WHAT TO WORK ON:
A: Answer these questions about the pow(0, 0) post, one answer per line, marking each answer (i), (ii), (iii) to match its question.
(i) Which two standards does the post say define +, -, *, /, sqrt, comparison, and conversion?
(ii) According to the post, how many members does the set of functions from {} to {} have?
(iii) Which section of the LIA-2 working draft has axioms that define POWER:float*int->float(0,0) to be undefined?
B: Carry on with the mailing-list post about pow(0, 0), writing on from its last sentence.

SOURCE TEXT:
[mercury-users] Re:[mercury-users] difference between is and =?

[Richard A. O'Keefe]

Fergus Henderson <fjh at cs.mu.OZ.AU> wrote:

	Opinions on whether `pow(0, 0)' should be defined differ.

It would make a huge amount of mathematics pointlessly difficult
if the axiom
                 0
    (for all x) x  = 1

did not hold.  Consider for example the usual definition of evaluating
a polynomial:
                       i
    p(x) =  sum   a(i)x
           i=0..n
                             0
That works for p(0) only if 0  = 1.
                                          y
As Knuth points out, the other limit, of 0 , is of vastly less interest
and utility.

The definition of pow() in C99 is
    7.12.7.4 The pow functions
    Synopsis

	#include <math.h>
	double pow(double x, double y);
	float powf(float x, float y);
	long double powl(long double x, long double y);

    Description

    The pow functions compute x raised to the power y.
    A domain error occurs if x is finite and negative
    and y is finite and not an integer value.
    A domain error may occur if x is zero and y is less than or equal to zero.
    A range error may occur.

That is, C99 allows pow(0,0) to be an error, but does not require it.

Section F.9.4.4 The pow functions lists a lot of boundary cases involving
+/- 0 and +/- infinity, but is coyly reticent about pow(0,0).

While LIA-1 specifies bindings for Ada, Basic, C, Common Lisp, Fortran,
Modula 2, Pascal, Extended Pascal, and PL/I, it is completely silent about
pow(-,-), as LIA-1 has nothing whatsoever to say about exponentiation.

NOR DOES IEEE 754 or IEEE 854.  The IEEE standards define +, -, *, /, sqrt,
comparison, and conversion.  They do NOT define exp(), ln(), trig functions,
or anything related to them.

For LIA-2, I only have a working draft, not the actual standard.

The axioms in section 9.3 define POWER:float*float->float(0,0) to be undefined.
The axioms in section 9.4 define POWER:float*int->float(0,0) to be undefined
also, meaning that the core definitional axiom
         0
	x  = 1

has to be stated as

        POWER  (x, 0) = 1 if x ~= 0
             FI

	POWER  (0, y) = undefined if y <= 0
             FI

so we get
         0
        x  = (if x = 0 then undefined else 1)

This kind of mess makes life much harder than it needs to be.

In particular, it would make a mess of set theory.

	I think most mathematicians would define it pow in such a way
	that pow(0, 0) is undefined.

I doubt that very much.  Set theory is pretty standard.  In set theory,
	 A
	B  = the set of all functions from A to B
                               0
What happens when you compute 0  in set theory?   The number 0 is, for
excellent reasons, identified with the empty set.  The set of functions
from {} to {} has exactly one member.  So 0**0 = 1 in set theory.

Then of course you have the very foundations of computing, where for
example the natural numbers are sometimes defined as

	[0] f x = x
	[n+1] f x = [n] f (f x)

so that	[0] (BOTTOM) x is perfectly well defined.

	Personally, I think it would be better to leave pow(0, 0) undefined.

DATASET EXTRACT:
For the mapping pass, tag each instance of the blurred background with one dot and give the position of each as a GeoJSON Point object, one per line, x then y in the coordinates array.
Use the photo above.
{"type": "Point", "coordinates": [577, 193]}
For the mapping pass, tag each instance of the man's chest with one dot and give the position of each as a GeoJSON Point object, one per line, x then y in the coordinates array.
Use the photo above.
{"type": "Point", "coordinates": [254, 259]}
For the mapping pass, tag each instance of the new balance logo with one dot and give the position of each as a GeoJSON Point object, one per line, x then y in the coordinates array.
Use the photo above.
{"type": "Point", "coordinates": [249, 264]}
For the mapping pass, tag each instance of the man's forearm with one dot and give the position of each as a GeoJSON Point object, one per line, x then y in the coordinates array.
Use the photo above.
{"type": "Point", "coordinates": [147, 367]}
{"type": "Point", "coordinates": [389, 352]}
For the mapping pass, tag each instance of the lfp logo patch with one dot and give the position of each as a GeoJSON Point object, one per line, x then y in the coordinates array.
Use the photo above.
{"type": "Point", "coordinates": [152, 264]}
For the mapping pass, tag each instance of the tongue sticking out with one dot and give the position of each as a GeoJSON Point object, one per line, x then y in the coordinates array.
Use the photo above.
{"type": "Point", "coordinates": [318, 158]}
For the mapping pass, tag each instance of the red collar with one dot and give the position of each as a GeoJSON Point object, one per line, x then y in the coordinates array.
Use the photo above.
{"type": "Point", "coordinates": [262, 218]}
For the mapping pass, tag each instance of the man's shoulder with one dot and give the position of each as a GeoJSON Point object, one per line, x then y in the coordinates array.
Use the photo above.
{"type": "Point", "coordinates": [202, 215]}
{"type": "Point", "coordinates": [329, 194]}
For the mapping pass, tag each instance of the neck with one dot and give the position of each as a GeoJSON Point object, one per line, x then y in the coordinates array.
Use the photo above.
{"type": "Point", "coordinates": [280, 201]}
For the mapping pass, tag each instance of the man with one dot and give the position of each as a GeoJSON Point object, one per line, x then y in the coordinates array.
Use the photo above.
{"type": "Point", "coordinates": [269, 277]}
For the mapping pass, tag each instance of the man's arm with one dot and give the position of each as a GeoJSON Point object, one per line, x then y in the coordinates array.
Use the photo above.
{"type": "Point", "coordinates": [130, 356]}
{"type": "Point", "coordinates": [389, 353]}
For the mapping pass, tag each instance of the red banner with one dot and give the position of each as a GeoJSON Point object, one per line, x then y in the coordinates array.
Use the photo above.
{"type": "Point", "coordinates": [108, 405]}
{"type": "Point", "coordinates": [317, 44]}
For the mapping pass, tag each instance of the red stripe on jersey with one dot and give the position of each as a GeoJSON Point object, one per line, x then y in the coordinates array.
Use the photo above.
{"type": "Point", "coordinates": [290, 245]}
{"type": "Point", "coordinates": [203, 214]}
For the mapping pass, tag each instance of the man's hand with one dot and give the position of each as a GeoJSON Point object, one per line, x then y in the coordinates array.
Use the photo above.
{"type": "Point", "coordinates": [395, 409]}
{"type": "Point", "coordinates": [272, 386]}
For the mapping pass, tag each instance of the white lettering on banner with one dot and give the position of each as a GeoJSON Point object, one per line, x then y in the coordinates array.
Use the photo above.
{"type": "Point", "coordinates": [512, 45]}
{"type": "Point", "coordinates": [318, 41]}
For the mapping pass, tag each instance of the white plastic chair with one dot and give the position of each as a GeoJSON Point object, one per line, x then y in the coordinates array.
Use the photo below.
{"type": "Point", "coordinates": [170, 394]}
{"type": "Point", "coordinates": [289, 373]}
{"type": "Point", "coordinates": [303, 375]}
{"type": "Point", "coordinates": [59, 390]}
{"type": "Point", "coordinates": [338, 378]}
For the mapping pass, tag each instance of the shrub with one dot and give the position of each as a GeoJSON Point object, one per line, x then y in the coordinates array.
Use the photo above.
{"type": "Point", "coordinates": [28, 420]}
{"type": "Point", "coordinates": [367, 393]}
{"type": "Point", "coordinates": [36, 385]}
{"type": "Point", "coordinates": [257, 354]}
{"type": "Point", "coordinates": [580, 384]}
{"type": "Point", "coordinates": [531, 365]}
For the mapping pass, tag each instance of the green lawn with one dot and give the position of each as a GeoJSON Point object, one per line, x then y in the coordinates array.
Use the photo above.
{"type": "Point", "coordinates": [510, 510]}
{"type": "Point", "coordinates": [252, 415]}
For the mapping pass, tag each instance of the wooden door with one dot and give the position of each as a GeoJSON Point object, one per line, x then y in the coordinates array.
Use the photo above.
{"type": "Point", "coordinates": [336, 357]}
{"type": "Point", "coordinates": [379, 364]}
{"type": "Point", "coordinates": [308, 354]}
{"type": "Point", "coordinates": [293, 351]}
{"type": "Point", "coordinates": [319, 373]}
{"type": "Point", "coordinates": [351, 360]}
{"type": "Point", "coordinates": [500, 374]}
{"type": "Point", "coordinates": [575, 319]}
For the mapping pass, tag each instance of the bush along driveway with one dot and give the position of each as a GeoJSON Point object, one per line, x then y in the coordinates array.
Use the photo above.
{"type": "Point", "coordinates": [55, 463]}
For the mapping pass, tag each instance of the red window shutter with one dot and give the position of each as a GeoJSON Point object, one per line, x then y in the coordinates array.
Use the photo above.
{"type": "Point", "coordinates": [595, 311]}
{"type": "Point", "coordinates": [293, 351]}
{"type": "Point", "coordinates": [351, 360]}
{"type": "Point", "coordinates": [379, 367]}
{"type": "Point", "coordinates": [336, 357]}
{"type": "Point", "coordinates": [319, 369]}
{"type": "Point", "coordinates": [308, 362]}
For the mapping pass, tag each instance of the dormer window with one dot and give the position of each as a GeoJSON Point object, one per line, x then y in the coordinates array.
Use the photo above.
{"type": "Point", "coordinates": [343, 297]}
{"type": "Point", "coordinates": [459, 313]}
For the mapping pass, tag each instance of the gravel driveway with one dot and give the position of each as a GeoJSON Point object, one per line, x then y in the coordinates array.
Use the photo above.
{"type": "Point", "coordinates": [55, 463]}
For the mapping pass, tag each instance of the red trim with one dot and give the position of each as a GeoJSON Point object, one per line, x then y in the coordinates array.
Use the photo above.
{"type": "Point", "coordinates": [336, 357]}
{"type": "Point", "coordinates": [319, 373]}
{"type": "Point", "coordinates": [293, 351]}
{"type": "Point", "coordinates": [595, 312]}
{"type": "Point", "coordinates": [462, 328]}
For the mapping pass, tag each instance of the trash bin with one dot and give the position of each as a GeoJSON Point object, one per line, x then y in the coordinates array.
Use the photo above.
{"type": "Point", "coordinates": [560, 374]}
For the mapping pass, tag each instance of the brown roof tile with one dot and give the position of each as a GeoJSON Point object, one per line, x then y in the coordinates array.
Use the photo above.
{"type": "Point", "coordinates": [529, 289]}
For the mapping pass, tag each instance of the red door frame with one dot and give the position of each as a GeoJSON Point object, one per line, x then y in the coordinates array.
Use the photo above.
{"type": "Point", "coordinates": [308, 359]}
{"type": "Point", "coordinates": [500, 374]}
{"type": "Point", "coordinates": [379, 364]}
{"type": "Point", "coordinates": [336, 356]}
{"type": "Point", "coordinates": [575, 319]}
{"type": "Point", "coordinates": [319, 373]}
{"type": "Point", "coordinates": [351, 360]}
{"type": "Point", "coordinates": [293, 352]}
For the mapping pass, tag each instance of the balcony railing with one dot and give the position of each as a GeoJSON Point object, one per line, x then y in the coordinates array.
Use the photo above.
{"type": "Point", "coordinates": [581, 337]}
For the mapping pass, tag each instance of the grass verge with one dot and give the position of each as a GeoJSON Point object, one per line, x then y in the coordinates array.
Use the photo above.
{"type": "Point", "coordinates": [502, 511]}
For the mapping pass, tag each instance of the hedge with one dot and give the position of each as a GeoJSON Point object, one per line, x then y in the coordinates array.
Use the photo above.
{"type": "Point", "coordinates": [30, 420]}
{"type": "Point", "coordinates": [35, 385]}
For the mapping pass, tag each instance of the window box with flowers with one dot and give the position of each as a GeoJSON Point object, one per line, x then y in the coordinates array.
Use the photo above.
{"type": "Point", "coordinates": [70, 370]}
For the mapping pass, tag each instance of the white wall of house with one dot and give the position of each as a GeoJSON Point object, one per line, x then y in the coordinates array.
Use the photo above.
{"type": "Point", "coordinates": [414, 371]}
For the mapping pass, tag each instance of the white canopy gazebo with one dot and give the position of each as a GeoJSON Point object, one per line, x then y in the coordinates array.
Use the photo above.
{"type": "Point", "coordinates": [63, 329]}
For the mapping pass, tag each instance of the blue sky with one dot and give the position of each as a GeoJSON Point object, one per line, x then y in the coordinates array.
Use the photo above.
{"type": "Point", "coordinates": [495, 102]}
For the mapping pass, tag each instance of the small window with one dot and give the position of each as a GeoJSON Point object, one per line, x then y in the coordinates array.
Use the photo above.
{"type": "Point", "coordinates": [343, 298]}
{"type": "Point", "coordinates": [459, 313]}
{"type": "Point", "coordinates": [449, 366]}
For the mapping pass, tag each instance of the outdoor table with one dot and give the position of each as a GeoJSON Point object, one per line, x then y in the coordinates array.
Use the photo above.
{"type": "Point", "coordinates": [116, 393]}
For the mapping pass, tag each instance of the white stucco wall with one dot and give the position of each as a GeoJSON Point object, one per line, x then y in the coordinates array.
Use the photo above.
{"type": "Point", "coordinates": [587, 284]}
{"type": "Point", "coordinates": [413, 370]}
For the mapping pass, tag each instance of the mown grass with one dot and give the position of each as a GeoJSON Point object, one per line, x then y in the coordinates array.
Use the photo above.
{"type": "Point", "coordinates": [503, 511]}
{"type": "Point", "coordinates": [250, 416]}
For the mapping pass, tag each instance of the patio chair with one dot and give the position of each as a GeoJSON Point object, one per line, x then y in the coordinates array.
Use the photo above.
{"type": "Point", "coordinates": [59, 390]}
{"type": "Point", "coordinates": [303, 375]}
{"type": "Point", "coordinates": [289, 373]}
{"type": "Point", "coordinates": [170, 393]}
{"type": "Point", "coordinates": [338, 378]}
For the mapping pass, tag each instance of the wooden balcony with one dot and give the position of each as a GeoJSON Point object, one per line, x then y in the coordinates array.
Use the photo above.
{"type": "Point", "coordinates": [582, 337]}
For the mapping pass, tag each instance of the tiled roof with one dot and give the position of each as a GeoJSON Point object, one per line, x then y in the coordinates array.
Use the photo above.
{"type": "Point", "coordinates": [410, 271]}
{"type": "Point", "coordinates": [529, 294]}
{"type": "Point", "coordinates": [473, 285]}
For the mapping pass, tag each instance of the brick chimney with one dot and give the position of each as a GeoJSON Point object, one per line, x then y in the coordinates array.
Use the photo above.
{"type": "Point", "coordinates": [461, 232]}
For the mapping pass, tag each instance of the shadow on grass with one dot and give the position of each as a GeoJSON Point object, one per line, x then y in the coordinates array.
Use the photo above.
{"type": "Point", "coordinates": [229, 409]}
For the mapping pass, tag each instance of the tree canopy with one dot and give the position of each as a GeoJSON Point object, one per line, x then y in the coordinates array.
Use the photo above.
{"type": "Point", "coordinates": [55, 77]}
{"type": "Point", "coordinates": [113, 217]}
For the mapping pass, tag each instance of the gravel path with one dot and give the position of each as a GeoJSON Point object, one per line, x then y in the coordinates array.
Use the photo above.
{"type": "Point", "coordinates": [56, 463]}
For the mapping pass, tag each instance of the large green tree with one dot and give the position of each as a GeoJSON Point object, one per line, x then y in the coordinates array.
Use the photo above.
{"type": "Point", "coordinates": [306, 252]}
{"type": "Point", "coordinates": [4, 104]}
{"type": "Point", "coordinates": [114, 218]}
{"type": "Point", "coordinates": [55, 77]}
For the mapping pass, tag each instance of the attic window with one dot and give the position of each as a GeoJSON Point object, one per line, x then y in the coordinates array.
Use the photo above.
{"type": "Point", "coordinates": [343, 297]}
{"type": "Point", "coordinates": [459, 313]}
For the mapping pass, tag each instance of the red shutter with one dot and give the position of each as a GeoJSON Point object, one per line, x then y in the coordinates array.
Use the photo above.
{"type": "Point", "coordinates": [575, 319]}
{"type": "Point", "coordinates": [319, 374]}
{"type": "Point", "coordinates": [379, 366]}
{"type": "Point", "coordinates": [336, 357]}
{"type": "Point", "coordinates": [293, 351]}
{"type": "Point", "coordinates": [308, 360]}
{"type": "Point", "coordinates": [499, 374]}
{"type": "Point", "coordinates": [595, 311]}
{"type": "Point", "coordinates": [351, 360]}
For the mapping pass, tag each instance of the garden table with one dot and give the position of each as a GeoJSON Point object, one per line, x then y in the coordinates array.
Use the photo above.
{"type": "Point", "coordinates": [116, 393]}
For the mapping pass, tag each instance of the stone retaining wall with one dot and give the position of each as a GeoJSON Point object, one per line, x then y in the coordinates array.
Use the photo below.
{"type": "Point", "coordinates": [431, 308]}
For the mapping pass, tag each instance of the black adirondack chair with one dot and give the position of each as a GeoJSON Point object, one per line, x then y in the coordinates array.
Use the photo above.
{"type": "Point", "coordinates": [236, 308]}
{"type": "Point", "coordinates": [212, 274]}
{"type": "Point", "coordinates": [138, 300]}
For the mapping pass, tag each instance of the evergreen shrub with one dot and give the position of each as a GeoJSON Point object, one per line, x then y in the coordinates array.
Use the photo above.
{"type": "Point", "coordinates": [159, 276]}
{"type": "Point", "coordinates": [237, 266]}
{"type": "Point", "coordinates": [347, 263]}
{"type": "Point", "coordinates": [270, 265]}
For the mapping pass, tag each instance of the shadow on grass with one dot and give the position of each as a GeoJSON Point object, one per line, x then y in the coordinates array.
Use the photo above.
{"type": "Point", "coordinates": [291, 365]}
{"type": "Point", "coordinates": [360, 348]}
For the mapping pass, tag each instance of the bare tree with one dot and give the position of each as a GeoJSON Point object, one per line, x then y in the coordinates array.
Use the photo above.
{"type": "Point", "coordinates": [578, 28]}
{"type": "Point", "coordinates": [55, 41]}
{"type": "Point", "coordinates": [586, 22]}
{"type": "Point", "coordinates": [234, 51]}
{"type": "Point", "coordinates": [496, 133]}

RESPONSES BY TASK:
A:
(i) IEEE 754 and IEEE 854
(ii) Exactly one
(iii) Section 9.4

B:
Mercury is supposed to be a language you could give to a software engineer
with a straight face.  One of the key points about software engineering is,
as Dijkstra pointed out in the 60s, "our heads are very small".  The key
question, therefore, is

     What definition would make Mercury easier to reason in and about?

My rule of thumb for such questions is "reduce the number of special cases".

If we adopt the definition
	x**0 = 1
	x**(n+1) = (x**n)*x for n > 0
in agreement with pretty much _everything_ we need for computing, that
will reduce the number of special cases.

	However, I also think that on these kinds of minor issues, if there is an
	existing standard, then it is usually better for Mercury to conform to the
	appropriate standard rather than to strike out on our own course.
	
Common Lisp:

    When power-number is a 0 (a zero of type integer),
    then the result is always one in the type of base-number,
    even if the base-number is zero (of any type).  That is:

    (expt x 0) = (coerce 1 (type-of x))

ANSI Smalltalk:

    5.6.2.27 Message:   raisedTo: operand
    Synopsis
	Answer the receiver raised to the power operand.
    Definition: <number>
	If operand conforms to <integer>, answer the result of
	sending #raisedToInteger: with argument operand to the receiver.
	...
    5.6.2.28 Message:	raisedtoInteger: operand
    Synopsis
	Answer the receiver raised to the power operand.
    Definition: <number>
	Answer the receiver raised to the power operand, which must be
	a whole number.  If the operand is a whole number greater than
	or equal to zero, then the result is the receiver raised to
	the power operand.  If operand is a negative whole number then
	the result is equivalent to the reciprocal of ... the receiver
	raised to the power operand.

which is not as clear as it might be, but turns out to mean that

	x raisedTo: 0	=> some version of 1

for any numeric x.  ANSI Common Lisp and ANSI Smalltalk count as standards,
no?

pow(0,0) is defined to be 1 in a lot of UNIX libraries.

I got really sick of having to define my own pow() function to patch around
C; it would *not* be helpful to perpetuate that muddle in Mercury.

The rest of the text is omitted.